**DATASET ENTRIES**
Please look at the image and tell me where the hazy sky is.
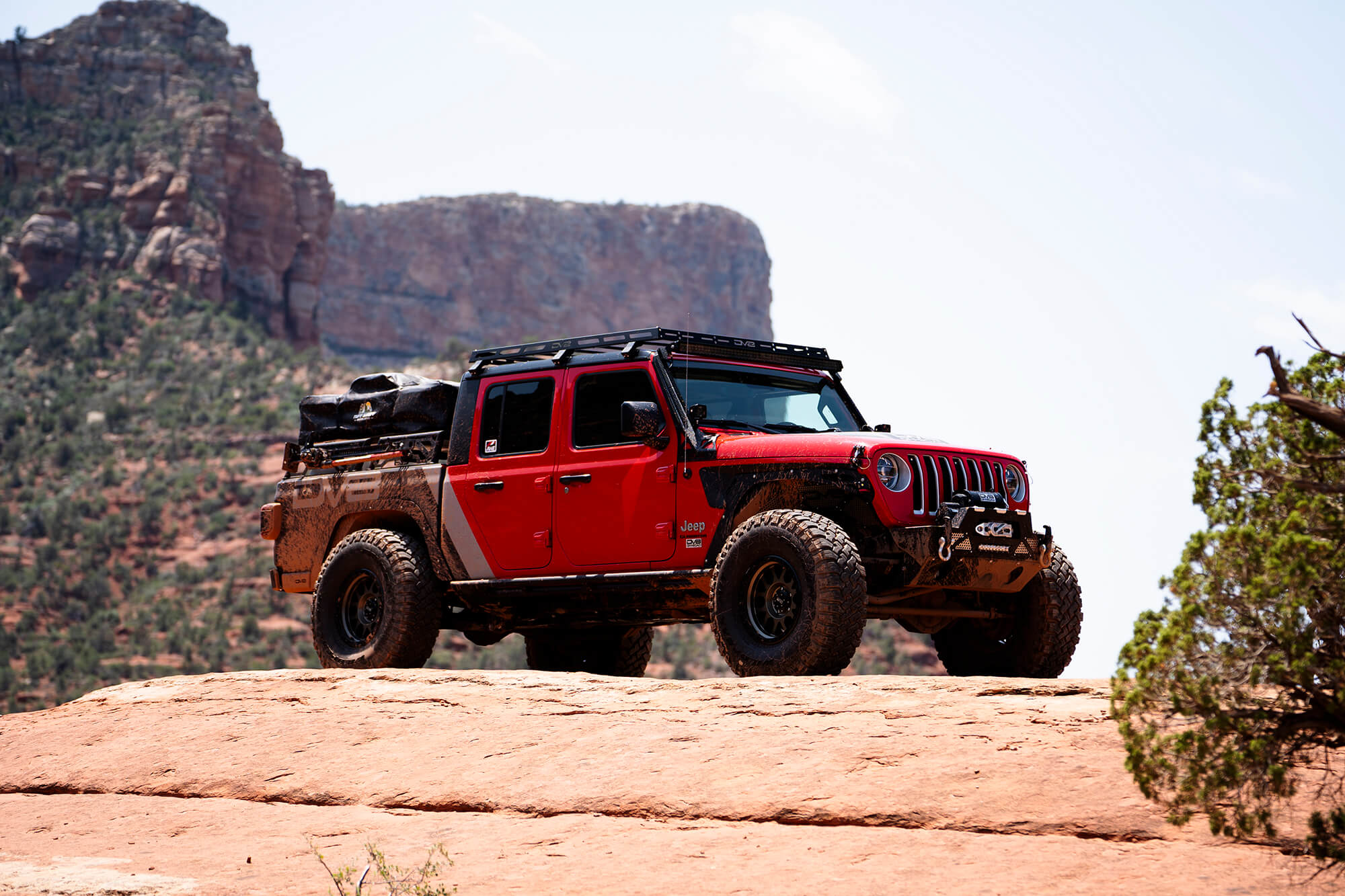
[0,0,1345,677]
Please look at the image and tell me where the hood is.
[714,432,1024,464]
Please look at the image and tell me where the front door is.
[555,362,677,567]
[456,374,558,572]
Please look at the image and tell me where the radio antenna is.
[682,301,695,414]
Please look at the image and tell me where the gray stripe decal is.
[441,477,495,579]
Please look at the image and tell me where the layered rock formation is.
[0,0,771,364]
[0,670,1313,896]
[317,194,771,363]
[0,0,334,344]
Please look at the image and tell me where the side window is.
[476,376,555,458]
[574,370,658,448]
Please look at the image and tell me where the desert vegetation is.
[1112,321,1345,869]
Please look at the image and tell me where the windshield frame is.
[658,352,873,436]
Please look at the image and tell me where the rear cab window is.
[570,368,667,448]
[476,376,555,459]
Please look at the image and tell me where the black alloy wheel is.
[746,555,803,645]
[312,529,443,669]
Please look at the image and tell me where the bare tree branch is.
[1290,312,1345,360]
[1256,345,1345,438]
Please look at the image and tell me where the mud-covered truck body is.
[261,328,1081,677]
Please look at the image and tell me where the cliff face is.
[0,0,771,364]
[317,195,771,362]
[0,0,334,344]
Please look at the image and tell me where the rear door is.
[457,374,560,572]
[555,362,677,567]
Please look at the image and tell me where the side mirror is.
[621,401,667,448]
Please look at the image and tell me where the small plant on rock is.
[308,838,457,896]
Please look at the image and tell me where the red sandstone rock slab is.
[0,670,1323,893]
[0,795,1326,896]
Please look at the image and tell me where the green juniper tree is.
[1111,320,1345,869]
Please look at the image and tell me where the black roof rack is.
[467,327,841,372]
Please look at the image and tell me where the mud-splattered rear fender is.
[274,464,455,591]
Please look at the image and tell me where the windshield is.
[670,358,859,432]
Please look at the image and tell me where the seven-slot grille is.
[907,455,1005,514]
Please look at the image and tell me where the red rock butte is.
[0,670,1330,893]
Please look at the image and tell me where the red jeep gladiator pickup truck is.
[261,328,1083,678]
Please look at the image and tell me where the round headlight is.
[873,454,911,491]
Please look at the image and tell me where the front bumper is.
[889,507,1053,592]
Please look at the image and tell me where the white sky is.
[13,0,1345,677]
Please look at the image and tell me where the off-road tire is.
[710,510,869,676]
[312,529,440,669]
[523,626,654,678]
[933,548,1084,678]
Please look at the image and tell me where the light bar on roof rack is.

**STATED EXERCISE**
Could you rewrite all the items above, changing "image" to "photo" and keeping everything else the same, but without the pictures?

**COMPLETED EXERCISE**
Please look at the photo and tell me where the hazy sky is.
[0,0,1345,677]
Please look at the photo and tell me where the hood is.
[714,432,1024,464]
Please look at the photo and tell me where the front door is.
[555,362,677,567]
[456,374,558,572]
Please look at the photo and tell me where the radio antenna is.
[682,301,695,414]
Please look at the photo and tell me where the gray stripe decal is.
[441,477,495,579]
Please look at the photo and tell me where the layered rock formation is.
[0,0,771,364]
[0,670,1313,896]
[317,194,771,363]
[0,0,334,344]
Please look at the photo and tell me where the side window is.
[476,376,555,458]
[574,370,658,448]
Please look at the photo and tell me where the desert vegetation is.
[1112,321,1345,869]
Please look at the photo and tell me where the windshield frame is.
[658,352,873,436]
Please look at the photo and tell me where the rear cab window is.
[570,368,667,448]
[476,376,555,459]
Please look at the photo and tell me where the black alloy wheel is.
[746,555,803,645]
[312,529,443,669]
Please look at the photo and tell me where the bare tree branch is.
[1290,312,1345,360]
[1256,345,1345,438]
Please look at the photo and tell me where the mud-covered truck body is.
[261,328,1081,677]
Please look at the photo and tell me where the cliff face is.
[0,0,771,364]
[317,195,771,362]
[0,0,334,344]
Please look at the photo and tell me where the rear door is.
[457,374,560,572]
[555,362,677,567]
Please look at the photo and tell me where the side mirror is.
[621,401,667,448]
Please look at the photo and tell me where the small plant on rock is.
[308,838,457,896]
Please look at the photo and tell me where the red sandstone rock slab is.
[0,670,1323,893]
[0,795,1326,896]
Please look at the photo and tell me where the green juniper tree is.
[1111,320,1345,869]
Please look at the photo and tell me where the black roof rack is.
[467,327,841,372]
Please look at the photo and tell me where the mud-splattered rear fender is.
[274,464,455,591]
Please look at the photo and tell me where the windshield is.
[670,358,859,432]
Please look at the photo and tell me where the seven-slot grille is.
[907,455,1005,514]
Please look at the photo and tell me where the red rock butte is.
[0,670,1330,893]
Please look at the photo and tell me where the red jeep gladiator pickup truck is.
[261,328,1083,678]
Please look at the photo and tell me where the round headlight is.
[873,454,911,491]
Please look at the photo and tell me where the front bumper is.
[889,507,1053,592]
Please look at the photo and tell me where the white sky is.
[13,0,1345,677]
Please look at the photo and tell me where the off-road tire is.
[710,510,869,676]
[312,529,440,669]
[523,626,654,678]
[933,548,1084,678]
Please look at the photo and tell me where the light bar on roof rack is.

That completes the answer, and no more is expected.